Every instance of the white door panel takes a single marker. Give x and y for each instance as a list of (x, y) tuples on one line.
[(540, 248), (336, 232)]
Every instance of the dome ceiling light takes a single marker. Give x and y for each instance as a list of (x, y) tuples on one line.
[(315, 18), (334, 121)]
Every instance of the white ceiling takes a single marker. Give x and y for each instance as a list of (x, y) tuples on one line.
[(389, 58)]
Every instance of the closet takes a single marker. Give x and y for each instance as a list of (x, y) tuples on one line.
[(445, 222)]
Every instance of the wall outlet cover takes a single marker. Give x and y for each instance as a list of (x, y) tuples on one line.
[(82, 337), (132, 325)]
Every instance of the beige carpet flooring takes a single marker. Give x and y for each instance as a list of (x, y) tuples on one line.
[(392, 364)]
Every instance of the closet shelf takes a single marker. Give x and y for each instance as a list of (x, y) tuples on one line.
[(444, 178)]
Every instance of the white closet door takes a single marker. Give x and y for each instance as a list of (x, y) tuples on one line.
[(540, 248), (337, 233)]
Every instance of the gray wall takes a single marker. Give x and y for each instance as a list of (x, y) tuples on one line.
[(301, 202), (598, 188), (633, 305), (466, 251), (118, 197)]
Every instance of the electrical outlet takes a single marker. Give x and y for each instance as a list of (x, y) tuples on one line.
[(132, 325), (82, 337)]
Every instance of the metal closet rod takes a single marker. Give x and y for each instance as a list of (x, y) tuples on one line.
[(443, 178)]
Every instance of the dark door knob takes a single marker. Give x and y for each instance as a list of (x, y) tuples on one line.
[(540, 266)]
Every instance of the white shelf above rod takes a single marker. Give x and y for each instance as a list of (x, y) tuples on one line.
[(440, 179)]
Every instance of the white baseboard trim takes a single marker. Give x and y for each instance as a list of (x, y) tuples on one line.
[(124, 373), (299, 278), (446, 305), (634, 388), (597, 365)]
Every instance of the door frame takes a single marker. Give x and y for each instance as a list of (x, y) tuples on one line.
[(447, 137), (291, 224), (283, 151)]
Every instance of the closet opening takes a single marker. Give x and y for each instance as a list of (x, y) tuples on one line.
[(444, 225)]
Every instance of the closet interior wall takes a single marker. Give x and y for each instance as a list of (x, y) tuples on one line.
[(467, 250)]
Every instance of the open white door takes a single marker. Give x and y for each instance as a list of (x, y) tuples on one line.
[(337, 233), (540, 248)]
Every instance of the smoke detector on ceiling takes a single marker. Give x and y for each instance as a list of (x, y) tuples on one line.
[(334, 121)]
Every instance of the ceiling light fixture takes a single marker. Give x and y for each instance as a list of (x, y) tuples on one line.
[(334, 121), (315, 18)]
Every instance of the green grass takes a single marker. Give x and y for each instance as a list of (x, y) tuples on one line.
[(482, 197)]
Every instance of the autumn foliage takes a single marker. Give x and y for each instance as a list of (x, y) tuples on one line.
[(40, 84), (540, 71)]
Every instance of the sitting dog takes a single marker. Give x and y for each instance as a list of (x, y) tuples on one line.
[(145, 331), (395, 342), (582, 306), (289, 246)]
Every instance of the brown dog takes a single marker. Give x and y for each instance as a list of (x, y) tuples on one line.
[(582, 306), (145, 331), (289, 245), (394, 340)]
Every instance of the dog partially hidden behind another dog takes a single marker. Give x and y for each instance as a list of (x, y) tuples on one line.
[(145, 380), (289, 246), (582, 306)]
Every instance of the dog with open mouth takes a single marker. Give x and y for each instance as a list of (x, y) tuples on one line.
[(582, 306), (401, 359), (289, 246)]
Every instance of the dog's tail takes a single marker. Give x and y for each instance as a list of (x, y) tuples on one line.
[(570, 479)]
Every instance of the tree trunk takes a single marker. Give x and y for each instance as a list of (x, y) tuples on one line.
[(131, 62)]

----

Problem requirements - All the records above need to be printed exactly.

Answer to the exercise -
Every instance of the white door panel takes a single marker. Give x and y for each instance as a list of (x, y) tuples on one line.
[(540, 248), (336, 232)]
Every instance of the dome ceiling light takes a single marker. Give x and y for each instance as a list of (x, y) tuples on one line.
[(315, 18), (334, 121)]
Every instance of the white ceiling takes a single marker. Give x and y for each instance as a list of (x, y) tuples on one line.
[(389, 58)]
Every instance of the closet takes a single marker. Give x and y for each instance as a list of (x, y) tuples on one line.
[(445, 222)]
Every instance of the wall outlet cover takes a single marker. Give x and y for each instance as a list of (x, y) tuples on one line.
[(82, 337), (132, 325)]
Every instance of the beige carpet flooring takes a single marker. Give x and y for each instance as a list of (x, y) tuples on one line.
[(392, 364)]
Every instance of the closet shelf takes a single marker. Give x and y for each instance as a list of (x, y) tuples on one line.
[(444, 178)]
Every instance of the white closet door takes a single marker. Give x and y for each instance as a list of (x, y) tuples on one line.
[(540, 248), (337, 233)]
Every instance of the gray wall takes a single marker. Give x and y for each instance as a list of (x, y) tuples on one line.
[(301, 202), (598, 188), (633, 305), (466, 251), (118, 197)]
Every instance of the electrical outlet takes a single marker. Give x and y for each instance as a list of (x, y) tuples on one line.
[(132, 325), (82, 337)]
Every instance of the metal closet rod takes a single marker. Give x and y for each instance as a list of (x, y) tuples on one line.
[(443, 178)]
Every instance of the dark door knob takes a single marker. Give x and y for each instance as a list of (x, y) tuples on one line.
[(540, 266)]
Every instance of the white shelf above rod takes a single marker. Give x and y for each instance as a list of (x, y) tuples on one line.
[(440, 179)]
Every instance of the white baseboard trim takes a single marker. Give x and y for each instance as a list of (x, y) tuples on one line.
[(124, 373), (299, 278), (446, 305), (634, 388), (597, 365)]
Every instance of the door frame takes a single marker. Give x and y for each instance as a list of (x, y) tuples on one line.
[(447, 137), (291, 224), (283, 151)]
Every instance of the closet opening takes a single marker. Give x and y for each instance as a list of (x, y) tuples on one line.
[(444, 225)]
Every instance of the closet interior wall takes a single marker. Give x and y for each instance as a list of (x, y) tuples on one line.
[(467, 250)]
Every instance of the open white door takes a single marker. Give x and y for each instance as a list of (x, y) tuples on one line.
[(337, 233), (540, 248)]
Every instance of the smoke detector on ceiling takes a single marker. Give x and y for each instance as a list of (x, y) tuples on one line.
[(334, 121)]
Every instance of the ceiling light fixture takes a single marker. Give x and y for each instance as a list of (x, y) tuples on one line.
[(334, 121), (315, 18)]
Every instance of the green grass takes a single marker. Give x and y for each instance as a list of (x, y) tuples on one line.
[(482, 197)]
Every instance of the autumn foliage takes a single marker. Give x and y for each instance as a list of (x, y) tuples on one line.
[(40, 84), (540, 71)]
Every instance of the sitting dog takes a single marker. Give x and y for each instance as a list of (x, y) tuples on one line.
[(145, 331), (395, 342), (582, 306), (289, 246)]
Every instance of the brown dog takes a single marker. Give x and y for each instance as a list of (x, y) tuples on one line.
[(582, 306), (145, 331), (289, 245), (394, 340)]
Every instance of the dog partially hidden behind another dog takes a single marker. Give x and y for each instance as a list of (x, y) tuples on one line.
[(145, 380), (289, 246), (582, 306)]
Every instance of the dog with open mouth takes a single marker. Give x and y for each instance as a list of (x, y) tuples on one line.
[(582, 306), (401, 359), (289, 246)]
Every instance of the dog's tail takes a single marker. Give x and y for each instance as a list of (x, y) tuples on one line.
[(570, 479)]
Every instance of the tree trunk takes a single marker. Give x and y for each instance as a list of (x, y) tuples on one line.
[(131, 62)]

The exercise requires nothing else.